Directions:
1) Answer these from the post on bioregional Quakerism:
(a) What would replace the United States of America, according to the writer?
(b) Whose father was the anthropologist Alfred L. Kroeber?
(c) Around which river basin would the standard bioregional principles redefine Philadelphia Yearly Meeting?
2) Pull from the post on bioregional Quakerism the passage starting with "So here are" and going on through "in the northeast.", and reproduce it word for word.
3) Extend the post on bioregional Quakerism beyond its last sentence, carrying on in the same voice.

Source excerpt:
Bioregional Quakerism: What would it look like?

December 20, 2015 § 1 Comment

As a political and social change movement and philosophy, bioregionalism stands on completely different ground than the arena defined by the traditional conflict between left and right. Bioregionalism challenges the very foundations of modern social-political organization. Instead of the United States of America, we would have the United Bioregions of America.

Likewise for economics. Corporations, and indeed, all economic entities, would be treated as households whose consumption and disposal would be accountable to algorithms derived from bioregional carrying capacity. Of course, in today’s globalized economy, this would be impossible, virtually inconceivable, except by the bioregionalist fringe that I inhabit.

I suspect that this is the main reason bioregionalism has faded from public view. Its vision is too radical and implementing that vision is virtually impossible, at least until the eco-apocalypse makes even the most radical new forms of social organization possible. Maybe when Florida is under water . . .

But things are different for religious communities. Quakerism could bioregionalize. The only people who care how we are organized is us. And we are sovereign over our own outward forms. The vision of a bioregional Quakerism is no less radical; it would face the same fierce resistance that you would get from capitalism or even democracy. But we could in theory implement a Quaker bioregional vision to a considerable degree, if we thought that’s what G*d wanted from us. Just discussing the possibilities would transform the movement. That’s my goal here—to open a conversation about who we are on some new ground.

So here are some ideas for what a bioregional Quakerism might look like:

Identity your bioregion.

First, meetings at all levels would identify their bioregion. Bioregionalists often turn to the landmark work by anthropologist Alfred L. Kroeber, Ursula K. (Kroeber) Le Guin’s father, for how to define a bioregion. Cultural and Natural Areas of Native North America was the first work to categorize North America’s indigenous nations according to the way their culture, especially their sustenance patterns, were defined by the place in which they lived. Kroeber’s regions are more like macro-regions—the northeast woodlands, for instance includes a vast region in the northeast.

Redefine our borders and rename our meetings

Once we had mapped the bioregions of North America against the map of North American Quakerism, we would redefine the territories of the yearly meetings and replace their history-defined and often urban-centered names with bioregional ones.

The first place I would go for guidance on new boundaries is Kroeber’s and other anthropologists’ work defining the territories of indigenous nations. For Philadelphia Yearly Meeting, for example, we might consider the territory of the Lenni Lenape. New York Yearly Meeting might divide into two yearly meetings defined by the territories of the Iroquois Confederacy in the Finger Lakes and western New York and the Algonquin-speaking peoples to the east.

Or we could use the standard organizing principles of bioregionalism—watersheds, major bodies of water, and mountain ranges. This would redefine Philadelphia Yearly Meeting (PhYM) naturally around the Delaware River basin. (I choose to use “PhYM” because Pacific Yearly Meeting calls itself PYM also, and somehow, it makes more sense to me than PaYM. Of course, bioregional names would probably eliminate the overlap, and Pacific Yearly Meeting is, arguably, already sort of a bioregional name.).

New York Yearly Meeting (NYYM) is more complicated. The Hudson River valley is one clear starting point, but the rest takes some thinking. I plan a case study for both yearly meetings that illustrates how this thinking might develop.

Dataset rows:
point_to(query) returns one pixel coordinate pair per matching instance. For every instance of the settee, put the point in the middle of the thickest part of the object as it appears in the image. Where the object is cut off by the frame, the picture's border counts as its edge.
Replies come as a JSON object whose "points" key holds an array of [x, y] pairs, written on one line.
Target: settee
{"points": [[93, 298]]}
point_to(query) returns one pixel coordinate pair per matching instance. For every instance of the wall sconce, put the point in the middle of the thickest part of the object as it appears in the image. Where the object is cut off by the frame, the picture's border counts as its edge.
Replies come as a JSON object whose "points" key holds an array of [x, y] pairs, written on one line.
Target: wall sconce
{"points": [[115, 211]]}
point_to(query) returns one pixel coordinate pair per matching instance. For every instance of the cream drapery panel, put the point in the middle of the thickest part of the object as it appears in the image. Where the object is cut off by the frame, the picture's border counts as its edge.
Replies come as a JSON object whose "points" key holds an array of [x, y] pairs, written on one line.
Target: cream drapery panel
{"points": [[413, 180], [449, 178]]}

Outputs for the tasks:
1)
(a) The United Bioregions of America.
(b) Ursula K. (Kroeber) Le Guin's.
(c) The Delaware River basin.

2)
So here are some ideas for what a bioregional Quakerism might look like:

Identity your bioregion.

First, meetings at all levels would identify their bioregion. Bioregionalists often turn to the landmark work by anthropologist Alfred L. Kroeber, Ursula K. (Kroeber) Le Guin’s father, for how to define a bioregion. Cultural and Natural Areas of Native North America was the first work to categorize North America’s indigenous nations according to the way their culture, especially their sustenance patterns, were defined by the place in which they lived. Kroeber’s regions are more like macro-regions—the northeast woodlands, for instance includes a vast region in the northeast.

3)
This is a radical proposal sure to upset a lot of Friends, a sort of cosmic version of proposing to change the seating in the meeting room, which, as any meeting that has tried to do this knows, usually leads to months, if not years, of bitter dispute, only this would involve all the meetings in North America. So this is an exercise in thinking bioregionally. Personally, I myself think it’s worth taking this project seriously. Just having the conversation over say a decade or two between and within yearly meetings would raise bioregional consciousness among us a lot.

Reinhabitation

Besides redefining their borders and renaming themselves, meetings in a bioregional Quakerism would also undertake whatever reinhabitationist activities they felt called to. These might include:

  • Ecological inventories. Enlist an environmental engineering consultancy to draft an ecological inventory and assessment of your bioregion—probably meaning a micro-region, the local bioregion around your meeting. If they won’t do it very cheaply or pro bono, do what you can yourself, or find a grad student in a local university who’s looking for a project. Or maybe your region already has one; if so, help to publicize it and its implications for local zoning, etc.
  • Ecological restoration. Initiating and supporting ecological restoration projects—restoring local ecosystems to their natural condition. Reforestation in the country, urban gardens in the city. Could your meetinghouse roof support a roof garden or solar panels? In cities, this might also include cleaning up and restoring streams. New Brunswick, New Jersey, where New Brunswick Meeting (NYYM) is located, is almost completely surrounded by Mile Run Creek, but that creek is almost invisible. Very few residents even know it even exists, let alone that it comprises the city’s boundary. And it’s in terrible shape. It needs restoration.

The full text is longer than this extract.